In general the more information the algorithm requires the faster it
is. After all you could always get the right answer if you tested
every possible option (I have done this too). Every algorithm is
trying to get to the right answer in the least number of steps. Think
of this practically, if you want to get to the ocean you walk
downhill. You will certainly get there but certainly not the shortest
way (fewest steps). If you look at a map you can then choose the
shortest path. These are all that way also.
Looking at derivatives is another piece of the map making you need
fewer steps. But with that comes the requirement that the function is
differentiable. For Amoeba you don't assume that so you need more
steps than a faster/smarter algorithm like Conjugate gradient. I
always start my search for the minimum is several places regardless of
the method to assure that I get the same answer. If not then which is
the right answer? Also it is often good to try more than one method
but who has the time? Well if you find the new minimum after the
paper is published then you sure feel dumb.

▶ **Exercise tasks**:
1. Duplicate the passage on optimization algorithms, starting at the words "Looking at derivatives" and ending at the words "sure feel dumb.".
2. List every sentence in the passage on optimization algorithms that contains the word "steps".
3. Extend the passage on optimization algorithms with new text that picks up after its final sentence.
The entries are separate material, unrelated to the passage on optimization algorithms.

▶ **Data shown**:

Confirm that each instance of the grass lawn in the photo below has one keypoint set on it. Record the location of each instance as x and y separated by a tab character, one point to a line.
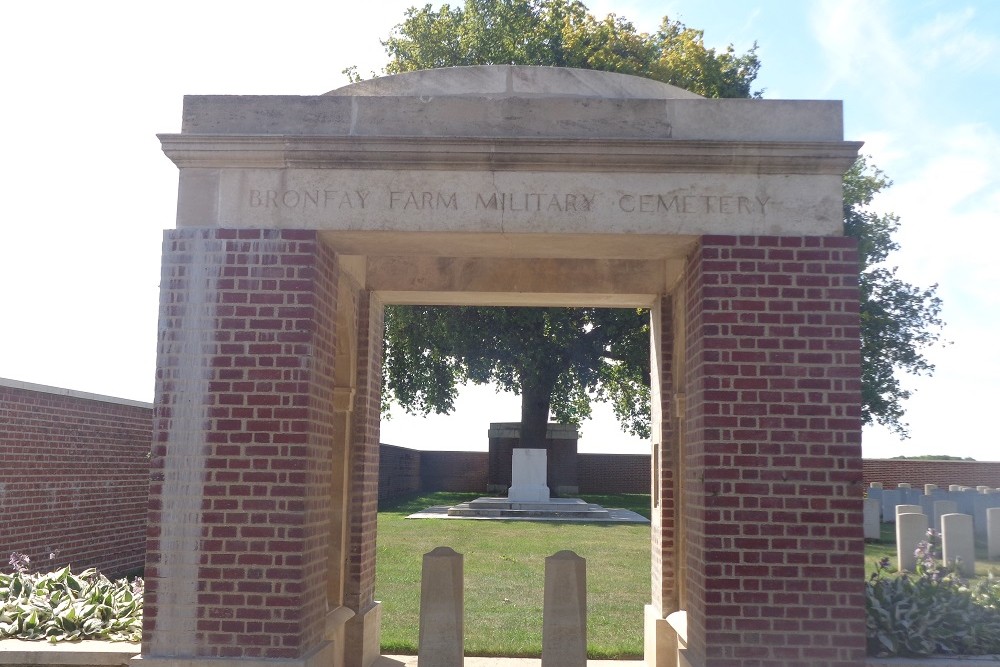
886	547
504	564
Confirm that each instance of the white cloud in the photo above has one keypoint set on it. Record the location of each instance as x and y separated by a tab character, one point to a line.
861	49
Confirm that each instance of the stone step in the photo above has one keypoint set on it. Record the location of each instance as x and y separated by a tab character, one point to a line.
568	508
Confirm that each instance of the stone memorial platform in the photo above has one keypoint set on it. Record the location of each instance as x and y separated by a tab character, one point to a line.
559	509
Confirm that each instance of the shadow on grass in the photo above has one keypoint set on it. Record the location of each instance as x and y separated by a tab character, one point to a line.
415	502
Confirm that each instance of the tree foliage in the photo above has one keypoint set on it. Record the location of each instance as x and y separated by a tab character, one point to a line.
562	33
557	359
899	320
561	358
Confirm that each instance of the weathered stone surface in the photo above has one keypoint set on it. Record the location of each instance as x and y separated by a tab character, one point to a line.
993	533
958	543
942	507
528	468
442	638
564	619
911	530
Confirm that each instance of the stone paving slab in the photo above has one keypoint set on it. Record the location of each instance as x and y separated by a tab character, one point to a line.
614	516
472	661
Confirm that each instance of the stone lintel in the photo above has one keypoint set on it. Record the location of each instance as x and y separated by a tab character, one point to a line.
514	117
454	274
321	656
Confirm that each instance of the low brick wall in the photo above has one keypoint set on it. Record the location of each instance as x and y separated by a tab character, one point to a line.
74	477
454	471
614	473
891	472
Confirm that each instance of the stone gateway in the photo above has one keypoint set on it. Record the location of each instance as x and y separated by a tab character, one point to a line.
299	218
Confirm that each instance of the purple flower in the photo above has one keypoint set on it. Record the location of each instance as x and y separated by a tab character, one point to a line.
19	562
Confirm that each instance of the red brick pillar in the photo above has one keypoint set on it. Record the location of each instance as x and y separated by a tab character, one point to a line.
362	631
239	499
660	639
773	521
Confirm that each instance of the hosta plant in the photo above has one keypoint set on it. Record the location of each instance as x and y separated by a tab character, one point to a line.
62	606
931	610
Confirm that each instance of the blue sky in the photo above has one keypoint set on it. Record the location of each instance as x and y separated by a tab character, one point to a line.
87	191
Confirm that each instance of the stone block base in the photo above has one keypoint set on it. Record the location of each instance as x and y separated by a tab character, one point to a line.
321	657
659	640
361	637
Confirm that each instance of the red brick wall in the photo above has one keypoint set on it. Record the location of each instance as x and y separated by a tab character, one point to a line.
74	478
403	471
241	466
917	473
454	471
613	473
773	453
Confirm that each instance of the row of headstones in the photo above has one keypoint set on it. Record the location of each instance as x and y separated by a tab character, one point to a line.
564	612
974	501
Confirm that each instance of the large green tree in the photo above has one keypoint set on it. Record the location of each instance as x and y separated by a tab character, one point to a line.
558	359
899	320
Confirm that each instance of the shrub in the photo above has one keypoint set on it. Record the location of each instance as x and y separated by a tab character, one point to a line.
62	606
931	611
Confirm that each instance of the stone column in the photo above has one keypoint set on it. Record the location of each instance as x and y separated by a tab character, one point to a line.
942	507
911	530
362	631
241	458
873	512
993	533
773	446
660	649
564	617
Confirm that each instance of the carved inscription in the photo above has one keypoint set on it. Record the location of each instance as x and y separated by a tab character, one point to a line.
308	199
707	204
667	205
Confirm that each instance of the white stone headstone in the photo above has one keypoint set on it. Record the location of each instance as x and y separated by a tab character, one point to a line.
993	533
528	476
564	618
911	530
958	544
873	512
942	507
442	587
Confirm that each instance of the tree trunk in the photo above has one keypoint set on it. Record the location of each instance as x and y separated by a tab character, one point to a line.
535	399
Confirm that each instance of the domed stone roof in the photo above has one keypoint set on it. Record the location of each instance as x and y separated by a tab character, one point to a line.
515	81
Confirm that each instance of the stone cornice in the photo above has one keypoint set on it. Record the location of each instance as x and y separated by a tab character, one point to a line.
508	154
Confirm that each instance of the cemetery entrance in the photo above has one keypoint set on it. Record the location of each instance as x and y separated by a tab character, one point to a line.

▶ **Per-task answers**:
1.
Looking at derivatives is another piece of the map making you need
fewer steps. But with that comes the requirement that the function is
differentiable. For Amoeba you don't assume that so you need more
steps than a faster/smarter algorithm like Conjugate gradient. I
always start my search for the minimum is several places regardless of
the method to assure that I get the same answer. If not then which is
the right answer? Also it is often good to try more than one method
but who has the time? Well if you find the new minimum after the
paper is published then you sure feel dumb.

2.
- Every algorithm is trying to get to the right answer in the least number of steps.
- You will certainly get there but certainly not the shortest way (fewest steps).
- Looking at derivatives is another piece of the map making you need fewer steps.
- For Amoeba you don't assume that so you need more steps than a faster/smarter algorithm like Conjugate gradient.

3.
I like to use amoeba as I understand it well and trust it. I am
willing to take the efficiency hit for not having to think as hard or
code as long. But if you are putting it inside a 10^6 for loop than
you had better find a better algorithm.
GA algorithms are really really slow but work great.
This is a bit from an old course note that I happened to pull up. (NR
= Numerical Recipes in C)
Function minimization in N dimensions
(1) Downhill simplex, a.k.a. amoeba (NR §10.4)
* O(N^2) storage
* robust, simple
* Lecture/handout already prepared
(2) Conjugate gradient (NR §10.6)
* Uses Brent's method (NR §10.3) in 1-D
* O(N) storage ==> large problems
* fast/efficient
* requires derivatives (==> smoothness assumed)
(3) Simulated annealing (NR §10.9)
* most robust and simplest of algorithms!
* often finds global minima, even of rough functions
* O(N) storage ==> large problems
* slow as molasses in January
* independent variables need not be continuous!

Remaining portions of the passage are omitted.